── Provided passage ──

He's 86 and it's an unusual age for an ALS diagnosis. I am struggling with allowing him to make his decision and wanting him to be around. He is still mobile, though quite frail due to extreme weight loss. His speech is getting pretty bad but is still somewhat understandable.

Right now I am investigating care alternatives. It will be difficult for him to stay in his apartment without round the clock care and I have a young son that I also need to care for.

I can't fight with him. He's an adult. Any advice from anyone who has btdt? I realize there are not many
 
hi samsmom, so sorry to hear about the situation.
I can't quite answer to how you are asking, but my husband PAL is fairly newly diagnosed also and fiercely wants independence.
I applaud this, but it's really hard to listen sometimes to some of the things they draw a line at.

I'm so new at this too, that others will likely have much better advice, but I think that if you can find as much information as possible on options, including information on ventilation and get appointments to have as much of this explained to him by someone, then he may feel that he has a little more control in making good choices.

I will be interested to read how others who are further down the track have dealt with the 'not wanting to be a burden' or 'ruin lives', as my PAL is already talking of going in to care rather than me have to care for him when he reaches that stage and that distresses me. I hope he will change his mind as things progress, it could be part of the awful process of trying to accept the reality of the diagnosis.

───

- [What you are asked to do]:
In the forum posts about an ALS diagnosis, what age is given for the man described in the first post?

── Given information ──

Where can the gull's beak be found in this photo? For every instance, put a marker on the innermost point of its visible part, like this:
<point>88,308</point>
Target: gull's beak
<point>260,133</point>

───

- [Exercise response]:
He is 86.